▸ **Source text**
Local residents, tourists, and space enthusiasts flocked to Jetty Park and Port Canaveral to witness the return of the reusable rocket booster, as the SpaceX drone ship ‘Of Course I Still Love You’ brought the rocket home, reports Space.com.

A tug boat pulled the drone ship through the inlet leading to Port Canaveral at around 2 pm local time (around 7 pm BST) on Tuesday 2 June, and the Falcon 9 rocket booster was carefully hoisted off the drone ship by a crane, and into an onshore stand.

SpaceX planned to remove or retract the rocket’s landing legs, then rotate the booster horizontal for transport back to Cape Canaveral Air Force Station for further inspections, and likely refurbishment for another launch.

The Falcon 9 rocket lifted off at 3:22 p.m. local time on Saturday 30 May from pad 39A at the Kennedy Space Centre carrying NASA astronauts Doug Hurley and Bob Behnken on a test flight to the International Space Station aboard SpaceX’s Crew Dragon spacecraft.

The launch grabbed the attention of space enthusiasts all around the world, as it marked the first time US astronauts have launched from U.S. soil into Earth orbit since the last space shuttle launch July 8, 2011.

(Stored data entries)
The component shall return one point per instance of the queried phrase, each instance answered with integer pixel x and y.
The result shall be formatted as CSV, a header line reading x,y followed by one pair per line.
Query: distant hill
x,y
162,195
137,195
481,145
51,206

▸ **Brief 1**
Return the portion of the Falcon 9 booster article running from "A tug boat pulled" up to and including "an onshore stand.", copied word for word.
▸ **Brief 2**
According to the Falcon 9 booster article, what was the name of the SpaceX drone ship that brought the rocket home?
▸ **Brief 3**
Using the Falcon 9 booster article, explain in one to three sentences why the launch grabbed the attention of space enthusiasts around the world.

▸ **Exercise answer 1**
A tug boat pulled the drone ship through the inlet leading to Port Canaveral at around 2 pm local time (around 7 pm BST) on Tuesday 2 June, and the Falcon 9 rocket booster was carefully hoisted off the drone ship by a crane, and into an onshore stand.

▸ **Exercise answer 2**
Of Course I Still Love You

▸ **Exercise answer 3**
The launch marked the first time US astronauts had launched from U.S. soil into Earth orbit since the last space shuttle launch on July 8, 2011.